_TASK DIRECTIONS_
In the article below about UW's NFL draft prospects, which draft round range does Rob Rang call realistic for Cade Otton?

··· SELECTED EXTRACT ···

Speaking of getting to the combine, both McDuffie and Gordon — as well as former UW tight end Cade Otton and offensive lineman Luke Wattenberg — are attending the annual NFL Scouting Combine in Indianapolis this week (though an ankle injury will prevent Otton from competing). McDuffie and Gordon are scheduled to complete media sessions and interviews on Saturday and drills on Sunday.

And according to FOX Sports draft analyst Rob Rang — who has assigned both UW DBs more modest grades, with McDuffie going in the late-first-to-mid-second round and Gordon in the second or early third — they’ll have to impress in the pre-draft process to buck the second-round trend.

“I’m very curious to see how Trent McDuffie works out,” Rang said Monday. “Unfortunately, we’ve seen so many high-profile defensive backs here in recent years that did not work out quite as well as expected (like Rapp’s 4.76-second 40-yard dash, or Murphy’s 4.55), and then they wound up falling on draft day.

“I don’t believe that Trent McDuffie has great size or elite athleticism. I just think he’s a terrific football player. So I would love to see him go in the first round and think he is a future NFL starter. But at the same time, because I don’t expect to see him work out exceptionally well — and I do expect to see some other cornerbacks work out very, very well — I would be surprised to see McDuffie drafted that high.”

While McDuffie’s athleticism and measurables may be suspect, the same can’t be said of Gordon — the 6-foot, 200-pounder from Everett. ESPN draft analyst Matt Miller tweeted last week: “Don’t be surprised when Kyler Gordon is the overall ‘winner’ of the Combine. Pound-for-pound I think he’s the most athletic overall player in the ‘22 Draft.”

Most athletic? Maybe.

But to go in the first round, teams will also have to fall in love with Gordon’s tape.

“I think Kyler Gordon does have the higher ceiling as well as a lower floor (than McDuffie),” Rang said. “To me, he’s a lot more of a boom-or-bust kind of a prospect. I love the athletic ability. He looks like a Greek god. He should test off the charts. But he is not as reliable of an open-field tackler, in my opinion. He has not been as sticky in coverage, in terms of consistency, over his career.

“With McDuffie, I see one of the most instinctive, well rounded defensive backs in this year’s draft class. I think this is one of the greatest defensive back classes we’ve seen in a long, long time.”

The same sentiment doesn’t apply to the tight end position, though Otton’s season-ending ankle injury might hamper his stock. In five fruitful seasons in Seattle, the 6-6, 250-pounder compiled 91 catches, 1,026 receiving yards and nine touchdowns — earning All-Pac-12 first team honors in 2020.

But will a lack of explosiveness ultimately limit the Tumwater tight end’s ceiling?

“I think he has a chance to go in the third round, but third-to-fifth round (is a realistic range),” Rang said. “I see another guy who’s not an elite athlete, in my opinion. He’s just a really good football player. He kind of reminds me in some ways of Will Dissly, in that he’s got some of the softest hands of any tight end or pass-catcher in this draft class.

“He’s not as big or physical at the point of attack as Dissly. And like Dissly, I don’t expect him to run particularly well. With so many tight ends in this era being those seam threats, I don’t know that he is going to wow people with his athletic traits as much as he’s really going to impress people with his interview process and how well he catches the ball.”

··· RECORD EXCERPTS ···

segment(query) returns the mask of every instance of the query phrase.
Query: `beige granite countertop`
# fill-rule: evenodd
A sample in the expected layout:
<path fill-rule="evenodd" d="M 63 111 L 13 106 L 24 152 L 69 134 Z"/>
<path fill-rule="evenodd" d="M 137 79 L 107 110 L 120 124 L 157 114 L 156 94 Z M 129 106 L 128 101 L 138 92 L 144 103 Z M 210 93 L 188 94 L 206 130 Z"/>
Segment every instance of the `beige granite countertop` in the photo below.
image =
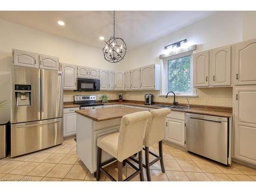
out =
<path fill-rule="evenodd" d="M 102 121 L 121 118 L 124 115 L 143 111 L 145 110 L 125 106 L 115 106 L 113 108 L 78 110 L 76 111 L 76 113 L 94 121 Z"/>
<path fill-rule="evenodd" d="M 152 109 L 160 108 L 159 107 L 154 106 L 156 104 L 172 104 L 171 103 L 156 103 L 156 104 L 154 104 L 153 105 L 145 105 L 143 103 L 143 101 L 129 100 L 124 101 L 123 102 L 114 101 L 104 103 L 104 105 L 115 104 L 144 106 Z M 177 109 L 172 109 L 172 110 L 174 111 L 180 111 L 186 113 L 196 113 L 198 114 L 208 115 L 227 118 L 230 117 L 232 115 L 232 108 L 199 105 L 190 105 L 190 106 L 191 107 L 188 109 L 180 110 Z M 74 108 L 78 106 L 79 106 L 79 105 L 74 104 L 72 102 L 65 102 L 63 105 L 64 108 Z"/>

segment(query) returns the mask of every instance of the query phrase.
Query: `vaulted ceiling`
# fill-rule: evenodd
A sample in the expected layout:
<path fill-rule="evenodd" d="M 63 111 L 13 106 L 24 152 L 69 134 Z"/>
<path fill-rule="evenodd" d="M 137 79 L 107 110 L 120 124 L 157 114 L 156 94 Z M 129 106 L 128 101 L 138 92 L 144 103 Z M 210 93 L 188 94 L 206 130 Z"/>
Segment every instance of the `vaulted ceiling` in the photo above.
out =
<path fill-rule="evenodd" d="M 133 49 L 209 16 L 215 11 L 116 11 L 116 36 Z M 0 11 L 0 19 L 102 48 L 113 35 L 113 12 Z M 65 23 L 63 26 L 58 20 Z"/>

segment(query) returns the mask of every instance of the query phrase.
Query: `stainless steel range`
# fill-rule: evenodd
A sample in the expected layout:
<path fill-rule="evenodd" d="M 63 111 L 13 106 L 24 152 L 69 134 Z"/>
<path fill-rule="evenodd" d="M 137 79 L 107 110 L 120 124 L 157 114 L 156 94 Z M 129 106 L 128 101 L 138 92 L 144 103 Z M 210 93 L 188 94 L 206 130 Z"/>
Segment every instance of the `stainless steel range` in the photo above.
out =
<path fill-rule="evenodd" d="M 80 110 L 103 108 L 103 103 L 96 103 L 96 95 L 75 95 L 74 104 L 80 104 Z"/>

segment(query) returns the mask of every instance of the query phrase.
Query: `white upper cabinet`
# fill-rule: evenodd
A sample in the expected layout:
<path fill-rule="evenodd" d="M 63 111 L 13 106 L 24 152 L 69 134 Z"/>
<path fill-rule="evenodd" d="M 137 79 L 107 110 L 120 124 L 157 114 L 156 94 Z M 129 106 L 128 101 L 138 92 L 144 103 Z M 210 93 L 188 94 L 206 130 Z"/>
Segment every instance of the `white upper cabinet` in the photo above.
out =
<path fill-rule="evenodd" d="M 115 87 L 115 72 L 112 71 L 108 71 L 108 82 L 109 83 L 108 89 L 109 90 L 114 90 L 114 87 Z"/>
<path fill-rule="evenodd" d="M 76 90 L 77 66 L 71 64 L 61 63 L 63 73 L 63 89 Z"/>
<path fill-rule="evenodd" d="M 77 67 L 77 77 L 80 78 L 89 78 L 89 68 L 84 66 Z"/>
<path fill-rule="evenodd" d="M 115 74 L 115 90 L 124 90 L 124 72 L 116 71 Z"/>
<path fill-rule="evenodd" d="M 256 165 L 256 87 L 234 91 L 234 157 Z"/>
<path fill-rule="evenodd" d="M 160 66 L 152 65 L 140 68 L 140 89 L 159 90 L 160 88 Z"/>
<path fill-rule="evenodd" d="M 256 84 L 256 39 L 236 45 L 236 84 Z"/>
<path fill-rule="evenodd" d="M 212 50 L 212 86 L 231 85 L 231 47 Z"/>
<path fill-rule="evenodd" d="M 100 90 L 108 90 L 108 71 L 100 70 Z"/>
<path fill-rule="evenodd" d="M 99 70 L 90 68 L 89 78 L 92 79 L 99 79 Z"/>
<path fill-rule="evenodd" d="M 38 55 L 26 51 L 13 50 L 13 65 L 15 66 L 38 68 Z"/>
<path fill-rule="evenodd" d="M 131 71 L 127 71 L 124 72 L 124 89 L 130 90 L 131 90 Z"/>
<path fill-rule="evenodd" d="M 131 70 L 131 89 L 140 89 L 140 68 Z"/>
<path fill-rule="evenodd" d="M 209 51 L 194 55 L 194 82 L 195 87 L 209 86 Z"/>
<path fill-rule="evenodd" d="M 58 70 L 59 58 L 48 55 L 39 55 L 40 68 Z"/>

···

_OUTPUT_
Third to fifth round.